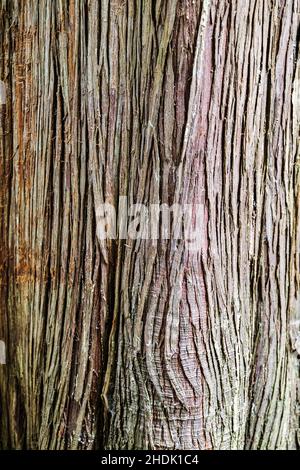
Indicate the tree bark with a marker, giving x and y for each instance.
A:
(143, 344)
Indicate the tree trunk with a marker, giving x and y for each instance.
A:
(138, 343)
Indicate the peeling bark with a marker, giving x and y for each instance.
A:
(130, 344)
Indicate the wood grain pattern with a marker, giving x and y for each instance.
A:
(132, 344)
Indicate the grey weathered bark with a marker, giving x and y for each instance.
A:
(136, 344)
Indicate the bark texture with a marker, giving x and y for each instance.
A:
(132, 344)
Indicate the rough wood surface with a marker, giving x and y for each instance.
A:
(134, 343)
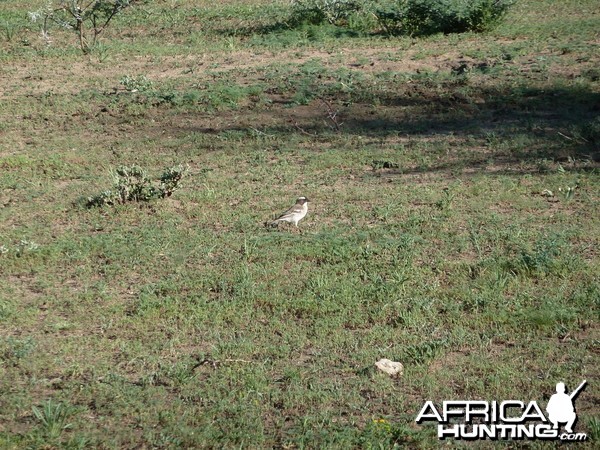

What is asked:
Rewrite every line of the listing above, swapping "marker" for "pin" each time it appears and keeping all other text the same. Omit the pictures.

Result below:
Indicate the tree bark with a pin, giving x and y for each instance.
A:
(143, 344)
Indicate the tree trunk with a pin, giving x and y for each instance.
A:
(138, 343)
Indicate the peeling bark with a pin, giving x and y for each instance.
A:
(130, 344)
Indicate the wood grain pattern with a pin, giving x and y for each instance.
A:
(132, 344)
Indicate the grey weathered bark with a pin, giving x and y for each instance.
A:
(136, 344)
Indicate the bark texture with a pin, giving x and y for each instance.
A:
(132, 344)
Indicate the rough wood surface with a pin, giving x and y for each instance.
A:
(134, 343)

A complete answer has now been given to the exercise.